Do this: Reproduce exactly the lines from the one containing "Where can the black dog be" through the last line of the data, both ends included.

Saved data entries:
++++++

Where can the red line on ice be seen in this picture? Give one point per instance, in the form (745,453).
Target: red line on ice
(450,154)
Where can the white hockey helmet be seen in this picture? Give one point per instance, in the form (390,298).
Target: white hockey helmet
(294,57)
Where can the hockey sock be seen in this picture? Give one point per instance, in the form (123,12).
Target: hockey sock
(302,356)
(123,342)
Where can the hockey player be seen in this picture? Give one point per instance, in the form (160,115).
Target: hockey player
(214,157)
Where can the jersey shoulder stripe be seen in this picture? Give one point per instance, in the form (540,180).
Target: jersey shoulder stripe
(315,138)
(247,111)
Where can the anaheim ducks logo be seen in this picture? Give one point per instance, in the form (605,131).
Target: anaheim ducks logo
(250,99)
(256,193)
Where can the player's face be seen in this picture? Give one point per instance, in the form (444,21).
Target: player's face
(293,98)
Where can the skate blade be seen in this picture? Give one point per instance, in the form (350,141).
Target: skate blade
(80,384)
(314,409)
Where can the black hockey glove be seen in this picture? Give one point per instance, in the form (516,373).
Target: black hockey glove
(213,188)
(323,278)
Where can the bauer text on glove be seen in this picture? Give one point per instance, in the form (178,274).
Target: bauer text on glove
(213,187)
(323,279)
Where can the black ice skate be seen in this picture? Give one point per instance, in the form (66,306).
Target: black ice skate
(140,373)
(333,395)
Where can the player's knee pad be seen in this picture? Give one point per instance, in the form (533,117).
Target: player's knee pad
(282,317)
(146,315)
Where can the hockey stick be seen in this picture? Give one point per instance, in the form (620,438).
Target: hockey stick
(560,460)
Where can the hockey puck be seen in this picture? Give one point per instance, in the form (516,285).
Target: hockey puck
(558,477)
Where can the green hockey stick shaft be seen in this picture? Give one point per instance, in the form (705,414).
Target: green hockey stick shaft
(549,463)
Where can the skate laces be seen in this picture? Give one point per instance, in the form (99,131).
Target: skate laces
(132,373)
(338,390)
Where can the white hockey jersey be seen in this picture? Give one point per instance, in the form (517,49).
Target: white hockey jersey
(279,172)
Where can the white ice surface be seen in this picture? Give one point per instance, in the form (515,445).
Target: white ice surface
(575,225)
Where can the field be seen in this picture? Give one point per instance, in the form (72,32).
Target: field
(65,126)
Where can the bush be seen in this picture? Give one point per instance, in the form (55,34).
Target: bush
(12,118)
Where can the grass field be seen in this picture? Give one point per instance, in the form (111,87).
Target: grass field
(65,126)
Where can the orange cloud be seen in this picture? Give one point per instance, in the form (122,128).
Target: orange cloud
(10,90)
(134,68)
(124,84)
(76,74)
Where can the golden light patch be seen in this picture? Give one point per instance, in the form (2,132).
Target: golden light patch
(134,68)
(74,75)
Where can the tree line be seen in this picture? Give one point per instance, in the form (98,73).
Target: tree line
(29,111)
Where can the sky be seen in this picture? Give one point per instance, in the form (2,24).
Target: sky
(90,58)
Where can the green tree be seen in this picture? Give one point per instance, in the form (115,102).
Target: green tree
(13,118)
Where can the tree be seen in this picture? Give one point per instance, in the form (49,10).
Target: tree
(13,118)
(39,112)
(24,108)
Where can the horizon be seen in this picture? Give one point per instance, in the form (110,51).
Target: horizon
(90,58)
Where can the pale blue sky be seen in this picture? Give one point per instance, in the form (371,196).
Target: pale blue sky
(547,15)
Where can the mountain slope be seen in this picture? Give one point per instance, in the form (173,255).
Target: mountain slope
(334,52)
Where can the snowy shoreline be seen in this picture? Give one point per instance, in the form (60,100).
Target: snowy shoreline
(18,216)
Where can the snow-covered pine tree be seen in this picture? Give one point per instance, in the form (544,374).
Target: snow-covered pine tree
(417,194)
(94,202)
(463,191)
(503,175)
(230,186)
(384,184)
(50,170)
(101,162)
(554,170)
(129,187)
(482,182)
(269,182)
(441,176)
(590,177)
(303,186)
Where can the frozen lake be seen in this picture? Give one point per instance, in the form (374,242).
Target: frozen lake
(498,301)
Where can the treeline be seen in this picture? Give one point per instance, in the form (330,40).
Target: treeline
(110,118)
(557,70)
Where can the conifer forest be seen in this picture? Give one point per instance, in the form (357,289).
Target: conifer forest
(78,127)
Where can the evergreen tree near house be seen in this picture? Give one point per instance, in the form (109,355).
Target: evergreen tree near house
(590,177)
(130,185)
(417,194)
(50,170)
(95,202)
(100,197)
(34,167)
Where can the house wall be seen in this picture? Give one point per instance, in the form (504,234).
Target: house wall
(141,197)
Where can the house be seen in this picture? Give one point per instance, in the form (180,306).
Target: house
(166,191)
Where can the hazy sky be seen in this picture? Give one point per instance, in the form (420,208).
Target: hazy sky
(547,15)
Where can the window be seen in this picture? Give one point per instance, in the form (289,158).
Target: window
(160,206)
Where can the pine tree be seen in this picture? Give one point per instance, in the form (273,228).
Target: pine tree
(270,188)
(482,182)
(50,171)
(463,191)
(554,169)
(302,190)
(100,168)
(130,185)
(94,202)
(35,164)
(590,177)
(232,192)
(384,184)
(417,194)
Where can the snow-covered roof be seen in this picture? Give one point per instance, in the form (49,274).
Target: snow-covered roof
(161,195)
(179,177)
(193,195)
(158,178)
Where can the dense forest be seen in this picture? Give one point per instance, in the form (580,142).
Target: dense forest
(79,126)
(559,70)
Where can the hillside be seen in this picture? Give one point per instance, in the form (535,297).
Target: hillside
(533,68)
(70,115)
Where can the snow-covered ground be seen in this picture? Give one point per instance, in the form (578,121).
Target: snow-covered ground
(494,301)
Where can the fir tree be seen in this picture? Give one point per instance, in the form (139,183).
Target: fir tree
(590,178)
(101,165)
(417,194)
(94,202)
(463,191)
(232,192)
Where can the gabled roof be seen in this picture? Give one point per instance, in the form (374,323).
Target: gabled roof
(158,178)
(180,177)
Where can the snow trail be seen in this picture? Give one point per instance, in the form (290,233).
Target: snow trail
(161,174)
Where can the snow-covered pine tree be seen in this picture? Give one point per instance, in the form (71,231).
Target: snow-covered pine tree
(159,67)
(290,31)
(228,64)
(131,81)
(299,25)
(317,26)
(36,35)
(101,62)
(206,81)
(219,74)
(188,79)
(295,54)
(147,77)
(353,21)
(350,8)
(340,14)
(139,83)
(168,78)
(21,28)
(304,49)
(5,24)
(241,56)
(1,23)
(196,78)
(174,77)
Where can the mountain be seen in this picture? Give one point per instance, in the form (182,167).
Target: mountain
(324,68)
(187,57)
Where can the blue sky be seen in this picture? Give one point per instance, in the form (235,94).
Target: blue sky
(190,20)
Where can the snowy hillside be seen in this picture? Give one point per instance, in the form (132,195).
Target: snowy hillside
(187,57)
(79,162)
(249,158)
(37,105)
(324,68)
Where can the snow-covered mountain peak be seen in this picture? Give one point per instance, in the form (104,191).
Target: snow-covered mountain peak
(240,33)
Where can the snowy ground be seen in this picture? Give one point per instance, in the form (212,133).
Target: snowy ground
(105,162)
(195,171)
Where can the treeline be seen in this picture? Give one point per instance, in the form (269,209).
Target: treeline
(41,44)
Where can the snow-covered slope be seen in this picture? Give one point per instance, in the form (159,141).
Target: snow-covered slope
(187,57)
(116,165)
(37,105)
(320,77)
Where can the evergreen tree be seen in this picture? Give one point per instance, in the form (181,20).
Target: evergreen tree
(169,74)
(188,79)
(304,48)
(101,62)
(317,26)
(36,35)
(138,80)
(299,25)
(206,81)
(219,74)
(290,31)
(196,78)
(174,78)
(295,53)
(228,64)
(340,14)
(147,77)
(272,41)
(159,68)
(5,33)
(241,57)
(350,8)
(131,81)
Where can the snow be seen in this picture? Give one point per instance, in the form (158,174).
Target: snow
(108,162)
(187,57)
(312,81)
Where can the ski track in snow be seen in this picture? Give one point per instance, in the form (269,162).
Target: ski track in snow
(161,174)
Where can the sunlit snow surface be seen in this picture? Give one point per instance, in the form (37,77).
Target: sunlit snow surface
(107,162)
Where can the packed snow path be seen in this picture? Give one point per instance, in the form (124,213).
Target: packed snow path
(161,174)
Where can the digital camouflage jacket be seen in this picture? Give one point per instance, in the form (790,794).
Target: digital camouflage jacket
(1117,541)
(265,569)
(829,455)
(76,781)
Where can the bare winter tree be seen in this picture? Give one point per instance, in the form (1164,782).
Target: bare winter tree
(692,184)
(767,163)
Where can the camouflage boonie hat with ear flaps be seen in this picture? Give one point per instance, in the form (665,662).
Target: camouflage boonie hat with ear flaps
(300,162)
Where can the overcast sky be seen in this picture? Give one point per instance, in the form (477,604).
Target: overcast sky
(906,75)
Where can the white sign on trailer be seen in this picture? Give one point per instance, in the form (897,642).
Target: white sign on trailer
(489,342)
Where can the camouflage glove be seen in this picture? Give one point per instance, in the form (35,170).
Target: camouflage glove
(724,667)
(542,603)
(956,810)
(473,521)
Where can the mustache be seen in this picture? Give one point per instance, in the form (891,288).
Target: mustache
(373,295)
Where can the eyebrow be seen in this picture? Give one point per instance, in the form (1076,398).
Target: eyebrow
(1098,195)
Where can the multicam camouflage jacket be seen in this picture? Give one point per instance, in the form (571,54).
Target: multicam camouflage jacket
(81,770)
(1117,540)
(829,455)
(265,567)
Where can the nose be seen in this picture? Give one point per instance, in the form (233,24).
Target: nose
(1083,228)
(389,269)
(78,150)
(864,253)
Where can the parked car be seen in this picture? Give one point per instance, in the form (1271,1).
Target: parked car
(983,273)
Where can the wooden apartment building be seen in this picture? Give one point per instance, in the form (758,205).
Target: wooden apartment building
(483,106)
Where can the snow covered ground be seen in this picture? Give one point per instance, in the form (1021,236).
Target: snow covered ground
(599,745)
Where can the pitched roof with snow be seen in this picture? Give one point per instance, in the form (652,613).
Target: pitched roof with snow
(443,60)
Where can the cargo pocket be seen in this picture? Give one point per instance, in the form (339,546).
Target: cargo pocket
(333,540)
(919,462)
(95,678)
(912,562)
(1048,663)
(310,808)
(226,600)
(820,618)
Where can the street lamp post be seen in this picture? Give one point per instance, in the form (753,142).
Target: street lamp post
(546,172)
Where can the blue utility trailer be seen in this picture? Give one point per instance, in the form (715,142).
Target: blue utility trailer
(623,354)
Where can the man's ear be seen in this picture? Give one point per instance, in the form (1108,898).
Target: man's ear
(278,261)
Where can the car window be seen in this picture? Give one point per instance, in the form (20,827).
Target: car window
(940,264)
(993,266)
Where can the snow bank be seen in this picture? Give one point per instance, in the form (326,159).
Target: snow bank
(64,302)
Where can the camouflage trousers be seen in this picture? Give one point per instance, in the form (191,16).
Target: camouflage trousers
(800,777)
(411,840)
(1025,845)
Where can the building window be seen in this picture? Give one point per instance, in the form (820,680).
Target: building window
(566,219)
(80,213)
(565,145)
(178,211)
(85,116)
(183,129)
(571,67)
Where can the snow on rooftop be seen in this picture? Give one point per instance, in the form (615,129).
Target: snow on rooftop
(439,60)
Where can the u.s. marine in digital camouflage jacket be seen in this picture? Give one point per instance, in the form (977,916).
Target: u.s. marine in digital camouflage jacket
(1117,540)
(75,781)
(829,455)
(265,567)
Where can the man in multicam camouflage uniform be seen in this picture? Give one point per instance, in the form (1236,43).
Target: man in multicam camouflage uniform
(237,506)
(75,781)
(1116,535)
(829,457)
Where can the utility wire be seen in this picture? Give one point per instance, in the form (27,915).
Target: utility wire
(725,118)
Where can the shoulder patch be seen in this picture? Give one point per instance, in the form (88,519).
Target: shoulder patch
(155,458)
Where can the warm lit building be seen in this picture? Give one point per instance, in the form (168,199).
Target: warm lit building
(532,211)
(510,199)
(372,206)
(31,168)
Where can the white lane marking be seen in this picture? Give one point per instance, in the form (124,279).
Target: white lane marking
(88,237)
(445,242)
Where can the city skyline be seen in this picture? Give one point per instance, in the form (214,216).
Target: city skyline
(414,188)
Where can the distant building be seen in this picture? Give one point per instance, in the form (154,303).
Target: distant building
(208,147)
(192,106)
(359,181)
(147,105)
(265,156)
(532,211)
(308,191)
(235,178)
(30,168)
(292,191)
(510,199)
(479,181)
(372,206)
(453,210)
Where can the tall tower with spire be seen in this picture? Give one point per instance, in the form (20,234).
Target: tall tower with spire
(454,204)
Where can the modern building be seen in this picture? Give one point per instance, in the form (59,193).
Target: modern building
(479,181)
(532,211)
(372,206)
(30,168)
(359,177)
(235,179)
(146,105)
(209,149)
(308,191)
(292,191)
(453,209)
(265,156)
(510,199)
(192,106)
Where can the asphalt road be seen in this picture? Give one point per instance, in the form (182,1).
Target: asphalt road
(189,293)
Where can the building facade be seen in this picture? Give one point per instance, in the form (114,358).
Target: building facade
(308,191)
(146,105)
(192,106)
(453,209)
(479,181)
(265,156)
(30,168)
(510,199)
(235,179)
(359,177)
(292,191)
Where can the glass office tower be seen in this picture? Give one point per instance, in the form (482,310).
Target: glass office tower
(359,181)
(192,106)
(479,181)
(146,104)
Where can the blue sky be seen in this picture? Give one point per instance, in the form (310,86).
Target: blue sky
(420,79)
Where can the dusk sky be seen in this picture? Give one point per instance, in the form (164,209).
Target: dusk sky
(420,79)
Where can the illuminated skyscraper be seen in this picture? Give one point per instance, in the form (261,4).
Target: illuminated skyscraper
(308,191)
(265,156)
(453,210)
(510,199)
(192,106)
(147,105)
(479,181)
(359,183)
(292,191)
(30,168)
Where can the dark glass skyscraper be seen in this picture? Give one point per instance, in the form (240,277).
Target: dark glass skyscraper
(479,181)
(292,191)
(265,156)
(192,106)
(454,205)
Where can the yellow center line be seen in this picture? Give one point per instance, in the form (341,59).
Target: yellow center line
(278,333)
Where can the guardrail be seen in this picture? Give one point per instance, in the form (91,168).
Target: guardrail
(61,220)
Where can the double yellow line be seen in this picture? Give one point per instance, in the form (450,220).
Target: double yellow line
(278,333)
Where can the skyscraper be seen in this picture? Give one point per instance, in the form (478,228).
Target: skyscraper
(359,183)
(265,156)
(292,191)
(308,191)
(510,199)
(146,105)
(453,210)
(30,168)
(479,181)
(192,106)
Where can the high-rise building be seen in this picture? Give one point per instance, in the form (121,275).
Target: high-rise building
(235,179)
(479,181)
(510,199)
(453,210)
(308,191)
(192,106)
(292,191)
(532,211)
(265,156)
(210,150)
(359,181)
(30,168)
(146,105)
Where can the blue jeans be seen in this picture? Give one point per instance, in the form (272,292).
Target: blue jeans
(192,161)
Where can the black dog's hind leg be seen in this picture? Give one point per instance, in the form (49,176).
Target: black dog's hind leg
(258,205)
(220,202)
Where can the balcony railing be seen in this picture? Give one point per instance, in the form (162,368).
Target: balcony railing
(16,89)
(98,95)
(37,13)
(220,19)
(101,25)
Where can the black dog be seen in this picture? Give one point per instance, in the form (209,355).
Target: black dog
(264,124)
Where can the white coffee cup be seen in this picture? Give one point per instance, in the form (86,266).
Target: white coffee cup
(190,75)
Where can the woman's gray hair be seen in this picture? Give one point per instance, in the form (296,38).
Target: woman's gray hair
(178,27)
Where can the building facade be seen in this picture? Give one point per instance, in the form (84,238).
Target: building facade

++++++

Task answer:
Where can the black dog be seen in this picture? Give one point per instance, in the form (209,355).
Target: black dog
(264,124)
Where can the white coffee cup be seen in this picture? Give one point per instance, in the form (86,266).
Target: white coffee cup
(190,75)
Where can the woman's gray hair be seen in this picture? Give one point per instance, in the form (296,38).
Target: woman's gray hair
(178,27)
Where can the building facade be seen in this picture? Give one point per instance, in the form (84,238).
Target: building facade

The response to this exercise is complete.